--- START ---

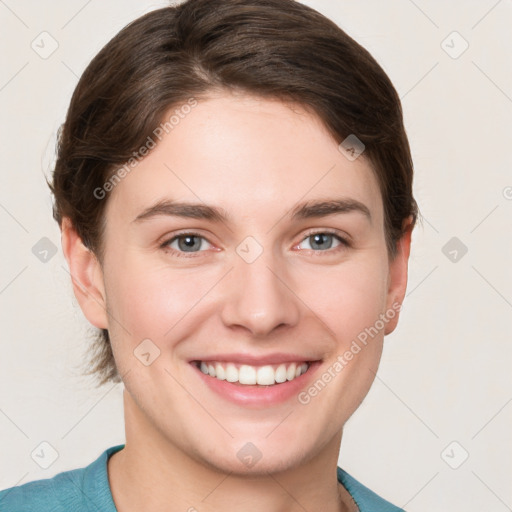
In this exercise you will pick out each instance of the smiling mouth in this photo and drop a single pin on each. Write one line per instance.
(248, 375)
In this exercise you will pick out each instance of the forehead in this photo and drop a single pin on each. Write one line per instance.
(252, 157)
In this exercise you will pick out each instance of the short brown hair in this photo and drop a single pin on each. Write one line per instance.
(278, 49)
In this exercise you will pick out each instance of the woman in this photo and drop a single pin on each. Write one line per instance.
(234, 190)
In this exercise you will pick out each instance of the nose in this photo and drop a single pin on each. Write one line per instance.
(260, 297)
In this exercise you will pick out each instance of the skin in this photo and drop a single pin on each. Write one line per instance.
(257, 159)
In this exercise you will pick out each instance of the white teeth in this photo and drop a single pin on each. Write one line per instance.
(231, 373)
(219, 370)
(290, 373)
(265, 376)
(247, 375)
(281, 374)
(251, 375)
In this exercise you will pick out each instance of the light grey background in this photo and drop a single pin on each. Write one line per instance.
(445, 375)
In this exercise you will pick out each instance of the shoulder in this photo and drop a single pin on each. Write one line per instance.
(365, 498)
(79, 490)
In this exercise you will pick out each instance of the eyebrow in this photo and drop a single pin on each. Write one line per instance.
(306, 210)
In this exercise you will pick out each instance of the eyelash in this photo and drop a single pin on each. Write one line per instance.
(344, 243)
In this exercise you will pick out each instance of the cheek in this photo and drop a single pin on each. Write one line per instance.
(150, 302)
(350, 297)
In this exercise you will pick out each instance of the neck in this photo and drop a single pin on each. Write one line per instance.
(152, 474)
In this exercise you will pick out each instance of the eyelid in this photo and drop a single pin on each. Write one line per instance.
(344, 239)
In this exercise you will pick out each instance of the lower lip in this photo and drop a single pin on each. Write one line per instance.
(258, 396)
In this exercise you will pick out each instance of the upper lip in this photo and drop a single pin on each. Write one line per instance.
(253, 360)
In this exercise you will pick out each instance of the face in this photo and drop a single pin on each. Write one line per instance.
(248, 247)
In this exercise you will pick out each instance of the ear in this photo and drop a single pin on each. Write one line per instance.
(397, 279)
(86, 276)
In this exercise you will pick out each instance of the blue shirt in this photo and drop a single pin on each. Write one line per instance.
(87, 490)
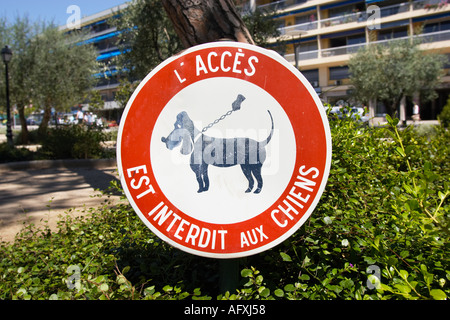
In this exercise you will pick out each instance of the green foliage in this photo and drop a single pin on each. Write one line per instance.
(389, 72)
(73, 142)
(148, 37)
(379, 232)
(444, 116)
(262, 26)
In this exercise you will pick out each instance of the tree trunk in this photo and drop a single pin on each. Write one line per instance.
(42, 131)
(23, 124)
(202, 21)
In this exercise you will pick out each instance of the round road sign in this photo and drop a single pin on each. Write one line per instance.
(224, 150)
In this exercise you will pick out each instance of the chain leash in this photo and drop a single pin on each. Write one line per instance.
(236, 106)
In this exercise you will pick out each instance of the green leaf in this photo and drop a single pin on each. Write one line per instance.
(265, 292)
(279, 293)
(285, 257)
(403, 288)
(245, 273)
(403, 274)
(400, 151)
(167, 288)
(347, 283)
(438, 294)
(104, 287)
(289, 288)
(304, 277)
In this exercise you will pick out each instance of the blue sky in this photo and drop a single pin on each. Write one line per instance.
(52, 10)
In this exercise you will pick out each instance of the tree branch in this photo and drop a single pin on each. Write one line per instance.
(202, 21)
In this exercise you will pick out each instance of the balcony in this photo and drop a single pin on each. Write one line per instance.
(425, 38)
(281, 5)
(359, 17)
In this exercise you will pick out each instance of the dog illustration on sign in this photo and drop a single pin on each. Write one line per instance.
(220, 152)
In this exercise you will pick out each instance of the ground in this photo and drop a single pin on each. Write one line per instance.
(39, 196)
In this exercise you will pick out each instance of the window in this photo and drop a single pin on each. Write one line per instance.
(312, 76)
(339, 73)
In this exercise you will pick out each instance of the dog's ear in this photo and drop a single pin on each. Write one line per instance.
(187, 147)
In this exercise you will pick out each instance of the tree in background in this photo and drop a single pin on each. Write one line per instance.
(262, 27)
(63, 72)
(393, 71)
(49, 69)
(203, 21)
(147, 38)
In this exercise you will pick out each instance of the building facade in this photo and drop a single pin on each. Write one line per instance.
(103, 36)
(321, 36)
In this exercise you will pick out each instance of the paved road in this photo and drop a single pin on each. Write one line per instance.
(33, 195)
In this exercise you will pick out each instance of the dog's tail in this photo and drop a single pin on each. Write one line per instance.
(266, 142)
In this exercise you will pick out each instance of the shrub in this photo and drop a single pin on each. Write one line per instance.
(12, 154)
(444, 116)
(379, 232)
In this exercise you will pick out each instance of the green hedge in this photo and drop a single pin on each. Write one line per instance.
(380, 231)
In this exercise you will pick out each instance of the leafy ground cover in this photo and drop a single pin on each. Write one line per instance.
(380, 231)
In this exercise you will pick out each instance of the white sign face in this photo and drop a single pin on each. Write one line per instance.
(224, 150)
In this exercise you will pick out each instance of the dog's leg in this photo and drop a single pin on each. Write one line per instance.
(256, 170)
(198, 175)
(248, 174)
(204, 174)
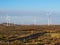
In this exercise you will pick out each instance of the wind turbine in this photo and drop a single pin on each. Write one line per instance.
(8, 20)
(49, 18)
(35, 20)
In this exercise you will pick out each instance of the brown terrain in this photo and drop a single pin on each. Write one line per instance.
(29, 34)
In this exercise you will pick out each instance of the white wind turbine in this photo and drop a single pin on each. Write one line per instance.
(49, 18)
(8, 20)
(35, 20)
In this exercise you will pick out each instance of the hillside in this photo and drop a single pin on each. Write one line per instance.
(29, 34)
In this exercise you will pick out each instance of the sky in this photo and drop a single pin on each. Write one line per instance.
(30, 11)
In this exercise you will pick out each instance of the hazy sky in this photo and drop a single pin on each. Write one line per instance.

--- END ---

Task directions
Starting with the line that contains "the wind turbine", repeat each line through the last one exactly as it appears. Include both ends and nothing more.

Answer below
In this exercise you will pick out each instance of the wind turbine in this photo and drop a single pin on each. Write one line per instance.
(8, 20)
(49, 18)
(35, 20)
In this exercise you will pick out each instance of the brown terrain in this photo and drop a single pin on each. Write one line per instance.
(29, 34)
In this exercise you will pick out each instance of the white wind turbine in this photo and drop a single pin on each. Write one line per instance.
(49, 18)
(8, 20)
(35, 20)
In this exercise you will pick out each instance of the hillside in this photo and drop a single pin on each. Write one line per instance.
(29, 34)
In this exercise you will pick out each instance of the sky in this photo and drop a single pin on each. Write one line per instance.
(30, 11)
In this exercise you will pick out each instance of the hazy sky in this photo and drop a single pin on each. Write one line per instance.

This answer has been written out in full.